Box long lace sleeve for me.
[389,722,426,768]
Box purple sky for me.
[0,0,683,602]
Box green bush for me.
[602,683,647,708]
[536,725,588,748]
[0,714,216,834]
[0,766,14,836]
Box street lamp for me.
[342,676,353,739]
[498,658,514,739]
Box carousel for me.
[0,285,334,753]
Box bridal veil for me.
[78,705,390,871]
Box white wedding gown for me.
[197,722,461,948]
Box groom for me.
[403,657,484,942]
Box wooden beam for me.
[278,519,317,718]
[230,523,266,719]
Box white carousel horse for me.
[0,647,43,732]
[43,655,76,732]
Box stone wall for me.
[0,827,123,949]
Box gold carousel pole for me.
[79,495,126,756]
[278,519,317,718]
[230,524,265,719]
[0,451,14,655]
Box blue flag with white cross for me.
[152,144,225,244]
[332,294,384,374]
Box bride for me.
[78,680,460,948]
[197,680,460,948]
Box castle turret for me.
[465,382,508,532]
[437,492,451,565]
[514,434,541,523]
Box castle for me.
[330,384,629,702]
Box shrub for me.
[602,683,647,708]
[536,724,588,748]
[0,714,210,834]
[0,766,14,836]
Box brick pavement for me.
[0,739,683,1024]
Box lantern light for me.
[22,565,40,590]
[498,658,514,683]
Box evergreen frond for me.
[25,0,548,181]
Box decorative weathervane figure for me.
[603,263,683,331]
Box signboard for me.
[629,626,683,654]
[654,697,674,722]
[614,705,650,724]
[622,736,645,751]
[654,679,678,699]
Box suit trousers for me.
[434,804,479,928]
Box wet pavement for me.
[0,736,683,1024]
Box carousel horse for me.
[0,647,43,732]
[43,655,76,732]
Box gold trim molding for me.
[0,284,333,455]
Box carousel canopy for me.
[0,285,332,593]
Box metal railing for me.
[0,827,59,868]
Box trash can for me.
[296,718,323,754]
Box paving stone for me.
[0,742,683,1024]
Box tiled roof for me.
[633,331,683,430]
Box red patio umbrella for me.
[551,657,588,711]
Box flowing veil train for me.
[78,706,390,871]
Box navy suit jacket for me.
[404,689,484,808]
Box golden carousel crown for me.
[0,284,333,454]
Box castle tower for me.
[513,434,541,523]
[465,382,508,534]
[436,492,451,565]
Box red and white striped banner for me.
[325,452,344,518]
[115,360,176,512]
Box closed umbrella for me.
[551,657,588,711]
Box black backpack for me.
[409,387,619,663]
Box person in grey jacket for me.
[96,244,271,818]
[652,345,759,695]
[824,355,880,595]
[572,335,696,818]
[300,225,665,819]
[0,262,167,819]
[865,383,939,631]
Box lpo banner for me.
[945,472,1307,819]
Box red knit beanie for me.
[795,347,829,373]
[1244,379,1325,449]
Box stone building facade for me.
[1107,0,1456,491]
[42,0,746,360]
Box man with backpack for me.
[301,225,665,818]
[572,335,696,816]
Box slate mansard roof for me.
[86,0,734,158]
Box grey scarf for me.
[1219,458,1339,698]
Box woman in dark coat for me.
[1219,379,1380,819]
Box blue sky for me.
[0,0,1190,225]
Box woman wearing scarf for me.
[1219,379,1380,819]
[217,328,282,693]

**Task goal:**
Output every entry above word for word, keeping each line unchanged and in its original order.

**The reply:**
Box long lace sleeve for me.
[389,722,426,768]
Box purple sky for me.
[0,0,683,602]
Box green bush for me.
[602,683,647,708]
[536,725,588,748]
[0,714,216,834]
[0,766,14,836]
Box street lamp for me.
[342,676,353,739]
[498,658,514,739]
Box carousel for me.
[0,285,334,753]
Box bridal veil for me.
[78,705,390,871]
Box white wedding gown for me.
[197,722,461,948]
Box groom for me.
[403,657,484,942]
Box wooden beam for me.
[278,519,317,718]
[230,523,266,719]
Box white carousel horse for me.
[0,647,43,732]
[43,655,76,732]
Box stone wall for me.
[0,827,123,949]
Box gold carousel pole for me.
[79,495,126,756]
[278,519,317,718]
[230,524,265,719]
[0,451,14,655]
Box blue flag with white cross for me.
[152,144,225,244]
[332,294,384,374]
Box bride for me.
[78,680,460,948]
[197,680,460,948]
Box castle turret for me.
[465,382,508,532]
[437,492,451,565]
[514,434,541,523]
Box castle for me.
[330,384,629,702]
Box shrub for me.
[602,683,647,708]
[536,724,588,748]
[0,714,210,834]
[0,766,14,836]
Box brick pavement for me.
[0,739,683,1024]
Box lantern light for me.
[22,565,40,590]
[498,658,514,683]
Box evergreen frond for me.
[25,0,548,181]
Box decorative weathervane figure for me.
[603,263,683,331]
Box signboard for me.
[629,626,683,654]
[654,697,674,722]
[614,705,650,724]
[622,736,645,751]
[654,679,678,699]
Box suit trousers for me.
[434,804,479,928]
Box wet pavement for me.
[0,736,683,1024]
Box carousel horse for me.
[0,647,43,732]
[43,655,76,732]
Box gold trim molding for me.
[0,284,333,455]
Box carousel canopy for me.
[0,285,332,593]
Box metal railing for me.
[0,827,59,868]
Box trash can for me.
[296,718,323,754]
Box paving stone for me.
[0,742,683,1024]
Box tiled roof for me.
[633,331,683,430]
Box red patio umbrella for me.
[551,657,588,711]
Box flowing veil train for me.
[78,706,390,871]
Box navy suit jacket for me.
[404,689,484,808]
Box golden carousel crown for me.
[0,284,333,454]
Box castle tower for me.
[513,434,541,523]
[465,382,508,534]
[436,492,451,565]
Box red and white striped banner for me.
[325,452,344,518]
[115,360,176,512]
Box closed umbrella for me.
[551,657,588,711]
Box black backpack for me.
[409,387,619,663]
Box person in grey jacket for me.
[96,244,271,818]
[652,345,759,695]
[824,355,880,595]
[572,335,696,818]
[300,225,665,819]
[0,262,167,819]
[865,383,939,631]
Box lpo banner for me.
[945,472,1307,819]
Box red knit beanie for me.
[795,347,829,373]
[1244,379,1325,449]
Box stone building facade for me.
[1107,0,1456,491]
[42,0,746,360]
Box man with backpack for me.
[301,225,665,818]
[572,335,696,816]
Box slate mansard roof for me.
[86,0,734,158]
Box grey scarf for me.
[1219,458,1339,698]
Box woman in dark coat for me.
[1219,379,1380,819]
Box blue sky for me.
[0,0,1190,225]
Box woman wearing scarf for me.
[1219,379,1380,819]
[217,328,282,693]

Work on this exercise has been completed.